■ **WORK ITEM**:
Number of lines below with "order": work it out and reply with that number only.

Saved data entries

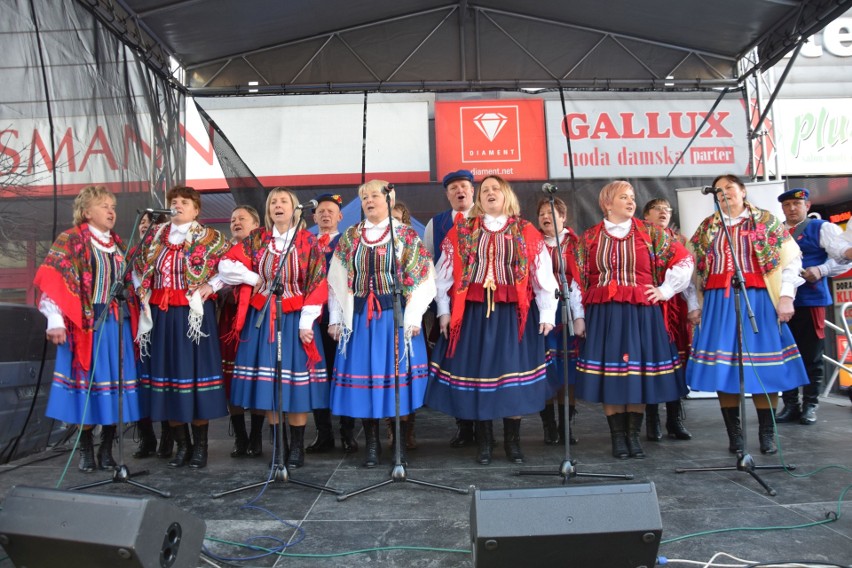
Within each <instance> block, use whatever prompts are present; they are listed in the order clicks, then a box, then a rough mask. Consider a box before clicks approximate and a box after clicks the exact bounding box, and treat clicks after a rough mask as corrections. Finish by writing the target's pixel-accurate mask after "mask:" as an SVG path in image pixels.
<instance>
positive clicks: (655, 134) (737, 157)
mask: <svg viewBox="0 0 852 568" xmlns="http://www.w3.org/2000/svg"><path fill="white" fill-rule="evenodd" d="M713 102H714V101H713V100H709V99H705V100H701V99H695V100H633V101H623V100H607V101H570V102H569V103H568V104H567V105H566V111H567V112H566V113H565V114H564V115H563V114H562V105H561V103H560V102H559V101H547V102H546V103H545V114H546V120H547V147H548V163H549V168H550V177H552V178H567V177H570V165H571V162H572V161H573V166H574V175H575V177H580V178H616V177H665V176H666V175H668V173H669V171H671V170H672V168H673V167H674V172H673V173H672V175H673V176H715V175H719V173H726V172H731V173H735V174H739V173H743V172H744V171H745V170H746V168H747V166H748V156H749V152H748V138H747V126H746V122H745V112H744V110H743V105H742V102H741V101H740V100H739V99H732V100H730V101H726V100H723V101H722V102H721V103H720V104H719V105H718V106H717V107H716V109H715V110H714V111H713V112H712V113H710V112H709V110H710V107H712V106H713ZM705 119H706V120H705ZM702 124H703V126H702ZM699 129H700V130H699ZM696 132H698V136H697V137H696V138H695V140H694V141H693V143H692V145H690V146H689V148H687V147H686V146H687V144H688V143H689V141H690V140H691V139H692V137H693V136H694V135H695V133H696ZM566 136H570V140H571V154H570V157H569V153H568V144H567V140H566ZM675 164H677V166H676V167H675Z"/></svg>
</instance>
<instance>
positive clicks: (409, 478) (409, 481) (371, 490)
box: [337, 454, 470, 501]
mask: <svg viewBox="0 0 852 568" xmlns="http://www.w3.org/2000/svg"><path fill="white" fill-rule="evenodd" d="M397 455H398V454H397ZM390 474H391V477H390V479H386V480H384V481H380V482H379V483H374V484H373V485H368V486H367V487H362V488H361V489H356V490H355V491H352V492H350V493H344V494H343V495H338V497H337V500H338V501H345V500H346V499H349V498H350V497H354V496H355V495H360V494H361V493H366V492H368V491H372V490H373V489H378V488H379V487H384V486H385V485H389V484H391V483H404V482H407V483H414V484H415V485H423V486H424V487H432V488H434V489H443V490H444V491H452V492H454V493H460V494H462V495H469V494H470V490H469V489H460V488H458V487H450V486H449V485H440V484H438V483H432V482H429V481H421V480H419V479H411V478H410V477H408V474H407V473H406V471H405V466H404V465H402V464H401V463H396V464H394V466H393V469H391V472H390Z"/></svg>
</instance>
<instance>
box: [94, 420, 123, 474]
mask: <svg viewBox="0 0 852 568" xmlns="http://www.w3.org/2000/svg"><path fill="white" fill-rule="evenodd" d="M113 438H115V425H114V424H112V425H109V426H101V445H100V446H98V469H112V468H114V467H115V466H117V465H118V464H117V463H115V460H114V459H113V457H112V440H113Z"/></svg>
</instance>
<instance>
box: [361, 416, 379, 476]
mask: <svg viewBox="0 0 852 568" xmlns="http://www.w3.org/2000/svg"><path fill="white" fill-rule="evenodd" d="M361 424H362V425H363V426H364V438H365V439H366V440H367V441H366V444H365V450H366V453H365V455H364V467H370V468H372V467H376V466H377V465H379V463H381V456H382V444H381V443H380V442H379V421H378V420H375V419H369V418H362V419H361Z"/></svg>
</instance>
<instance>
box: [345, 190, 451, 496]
mask: <svg viewBox="0 0 852 568" xmlns="http://www.w3.org/2000/svg"><path fill="white" fill-rule="evenodd" d="M390 191H391V190H388V189H385V190H384V194H385V202H386V203H387V206H388V223H390V249H391V250H390V252H391V262H392V263H393V270H391V280H392V286H393V326H394V333H393V361H394V366H393V393H394V432H395V436H394V456H395V463H394V466H393V469H391V472H390V479H386V480H384V481H380V482H379V483H375V484H373V485H368V486H367V487H362V488H361V489H357V490H355V491H351V492H349V493H345V494H343V495H339V496H338V497H337V500H338V501H344V500H346V499H348V498H350V497H354V496H355V495H360V494H361V493H366V492H367V491H372V490H373V489H378V488H379V487H384V486H385V485H389V484H391V483H404V482H408V483H414V484H415V485H423V486H426V487H434V488H435V489H443V490H445V491H454V492H456V493H461V494H462V495H467V494H468V490H467V489H460V488H457V487H450V486H448V485H439V484H437V483H431V482H429V481H421V480H419V479H412V478H410V477H408V474H407V472H406V471H405V466H406V464H405V463H403V461H402V444H404V443H405V442H404V441H402V440H401V438H402V436H400V426H399V422H400V415H399V339H400V336H402V337H404V336H405V330H404V329H403V325H404V322H403V318H402V287H401V286H400V284H399V273H398V271H399V263H398V261H397V258H396V245H395V244H394V241H395V240H396V239H395V237H396V231H395V230H394V226H393V225H394V223H393V215H391V214H390V213H391V211H392V209H391V202H390ZM406 360H407V361H409V365H408V367H409V369H410V368H411V364H410V359H406Z"/></svg>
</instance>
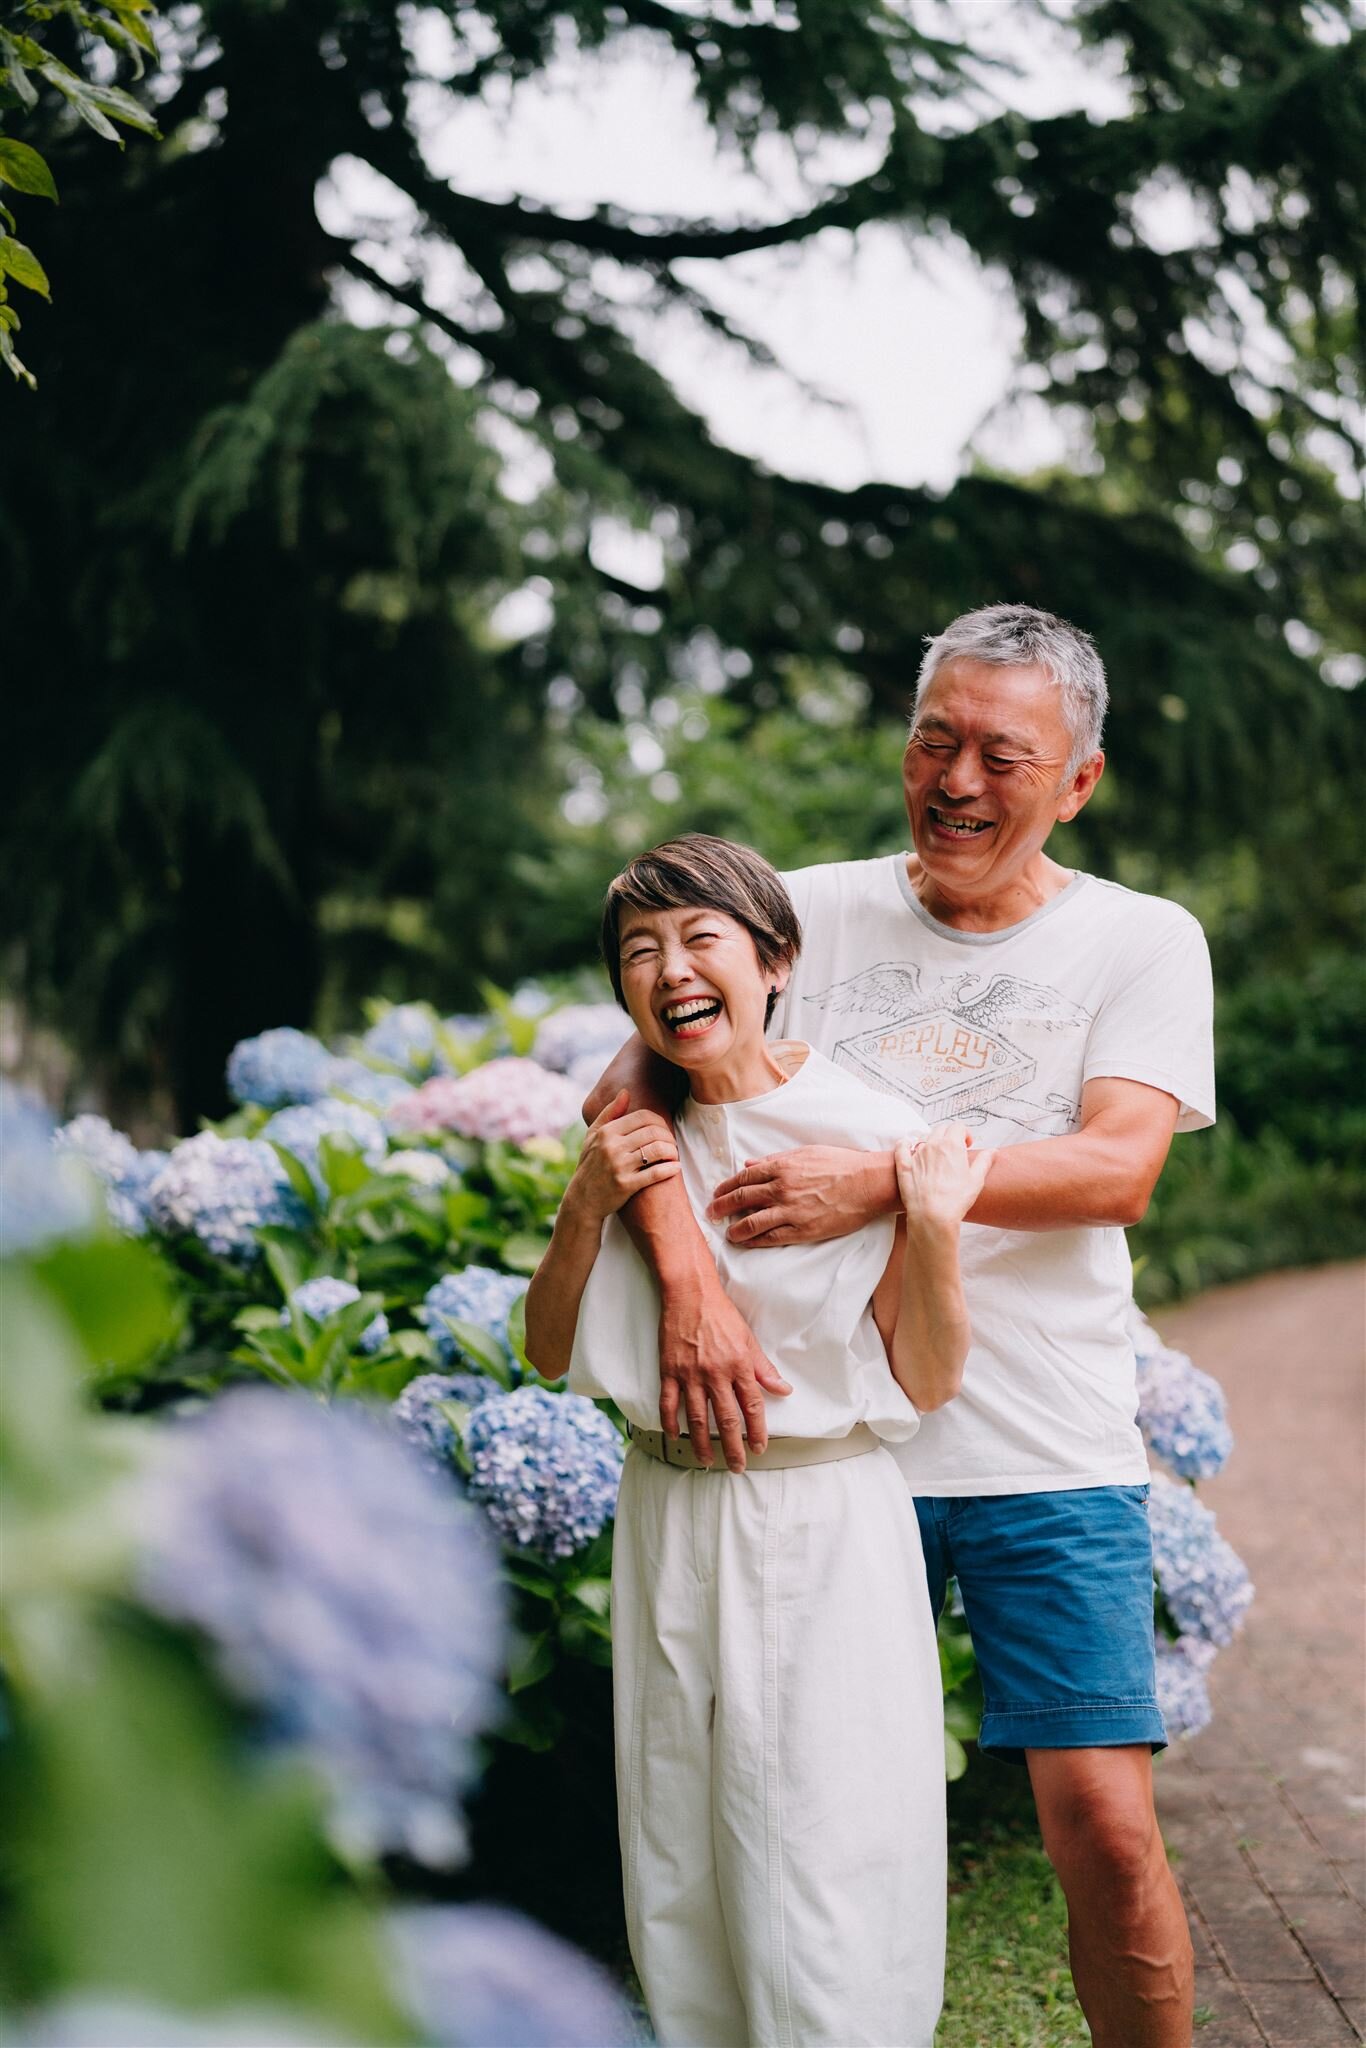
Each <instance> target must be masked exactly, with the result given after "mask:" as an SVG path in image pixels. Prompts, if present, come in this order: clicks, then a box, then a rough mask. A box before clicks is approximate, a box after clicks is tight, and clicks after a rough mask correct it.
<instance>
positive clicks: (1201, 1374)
mask: <svg viewBox="0 0 1366 2048" xmlns="http://www.w3.org/2000/svg"><path fill="white" fill-rule="evenodd" d="M1137 1380H1139V1427H1141V1430H1143V1436H1145V1442H1147V1446H1149V1450H1155V1452H1157V1456H1159V1458H1163V1460H1165V1462H1167V1464H1169V1466H1171V1470H1173V1473H1176V1475H1178V1477H1180V1479H1212V1477H1214V1473H1219V1470H1223V1466H1225V1462H1227V1458H1229V1452H1231V1450H1233V1430H1231V1427H1229V1411H1227V1403H1225V1395H1223V1386H1221V1384H1219V1380H1214V1378H1210V1374H1208V1372H1200V1370H1198V1368H1196V1366H1192V1362H1190V1358H1186V1354H1184V1352H1169V1350H1165V1348H1159V1350H1155V1352H1149V1354H1147V1356H1145V1358H1141V1360H1139V1372H1137Z"/></svg>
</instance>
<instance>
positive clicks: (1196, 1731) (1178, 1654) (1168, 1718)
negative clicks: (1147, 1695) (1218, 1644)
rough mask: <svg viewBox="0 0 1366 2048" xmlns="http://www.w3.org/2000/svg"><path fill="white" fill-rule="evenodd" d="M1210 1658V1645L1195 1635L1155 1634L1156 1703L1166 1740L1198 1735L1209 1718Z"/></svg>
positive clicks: (1210, 1660)
mask: <svg viewBox="0 0 1366 2048" xmlns="http://www.w3.org/2000/svg"><path fill="white" fill-rule="evenodd" d="M1212 1661H1214V1645H1212V1642H1200V1640H1196V1636H1178V1638H1176V1642H1169V1640H1167V1638H1165V1636H1159V1638H1157V1706H1159V1708H1161V1718H1163V1722H1165V1726H1167V1741H1169V1743H1173V1741H1178V1737H1182V1735H1198V1733H1200V1729H1206V1726H1208V1724H1210V1720H1212V1714H1214V1708H1212V1706H1210V1692H1208V1679H1206V1673H1208V1667H1210V1665H1212Z"/></svg>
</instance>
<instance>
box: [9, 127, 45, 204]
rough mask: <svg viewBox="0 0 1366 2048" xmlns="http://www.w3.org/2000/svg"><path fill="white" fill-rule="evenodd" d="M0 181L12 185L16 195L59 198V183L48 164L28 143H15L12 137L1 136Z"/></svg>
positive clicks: (15, 141) (36, 151) (21, 141)
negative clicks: (23, 194) (29, 195)
mask: <svg viewBox="0 0 1366 2048" xmlns="http://www.w3.org/2000/svg"><path fill="white" fill-rule="evenodd" d="M0 180H2V182H4V184H12V186H14V190H16V193H33V195H35V197H39V199H55V197H57V182H55V178H53V174H51V170H49V168H47V162H45V160H43V158H41V156H39V152H37V150H31V147H29V143H27V141H14V139H12V137H10V135H0Z"/></svg>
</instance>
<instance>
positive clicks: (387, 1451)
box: [139, 1389, 504, 1866]
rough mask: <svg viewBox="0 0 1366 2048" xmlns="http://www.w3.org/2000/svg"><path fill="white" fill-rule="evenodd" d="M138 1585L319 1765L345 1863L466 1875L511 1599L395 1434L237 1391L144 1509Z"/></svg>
mask: <svg viewBox="0 0 1366 2048" xmlns="http://www.w3.org/2000/svg"><path fill="white" fill-rule="evenodd" d="M139 1583H141V1591H143V1597H145V1599H147V1604H150V1606H152V1608H156V1610H158V1612H160V1614H164V1616H168V1618H172V1620H176V1622H184V1624H188V1626H193V1628H199V1630H201V1632H203V1634H205V1636H207V1638H209V1642H211V1645H213V1651H215V1657H217V1665H219V1669H221V1673H223V1679H225V1681H227V1683H229V1686H231V1688H233V1692H238V1694H240V1696H242V1698H246V1700H248V1702H252V1704H254V1706H256V1708H258V1710H260V1712H262V1716H264V1722H266V1729H268V1731H270V1733H272V1735H274V1737H276V1739H279V1741H285V1743H293V1745H299V1747H301V1749H303V1751H305V1753H307V1755H309V1757H311V1759H313V1761H315V1763H317V1765H319V1769H322V1772H324V1776H326V1780H328V1784H330V1788H332V1825H334V1833H336V1839H338V1843H340V1845H342V1847H344V1849H346V1851H350V1853H367V1855H379V1853H383V1851H401V1853H405V1855H412V1858H416V1860H418V1862H424V1864H430V1866H449V1864H453V1862H457V1860H459V1855H461V1853H463V1825H461V1812H459V1794H461V1790H463V1788H465V1784H467V1782H469V1778H471V1776H473V1765H475V1759H473V1737H475V1735H477V1733H479V1729H483V1726H485V1724H487V1720H489V1718H492V1716H494V1712H496V1704H498V1688H496V1675H498V1671H500V1667H502V1657H504V1608H502V1587H500V1583H498V1571H496V1559H494V1554H492V1546H489V1544H487V1538H485V1536H483V1530H481V1528H479V1518H477V1516H475V1513H473V1511H471V1509H469V1505H467V1503H465V1501H463V1499H461V1495H459V1493H457V1489H455V1487H449V1485H442V1483H440V1481H438V1479H436V1477H434V1475H430V1473H428V1470H424V1468H422V1464H420V1460H418V1458H414V1456H412V1452H410V1450H408V1448H405V1446H403V1444H401V1442H399V1440H397V1438H395V1434H393V1432H391V1427H389V1425H387V1421H383V1419H381V1417H377V1415H371V1413H369V1411H365V1409H362V1407H358V1405H354V1403H342V1405H338V1407H330V1409H328V1407H322V1405H319V1403H315V1401H309V1399H307V1397H303V1395H291V1393H276V1391H264V1389H238V1391H231V1393H225V1395H221V1397H219V1399H217V1401H213V1403H211V1405H209V1407H207V1409H203V1411H201V1413H199V1415H195V1417H193V1419H188V1421H182V1423H176V1425H174V1427H172V1430H170V1432H168V1434H166V1440H164V1444H162V1456H160V1462H158V1466H156V1468H154V1475H152V1483H150V1487H147V1489H145V1495H143V1554H141V1565H139Z"/></svg>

■ **WRITTEN SOLUTION**:
2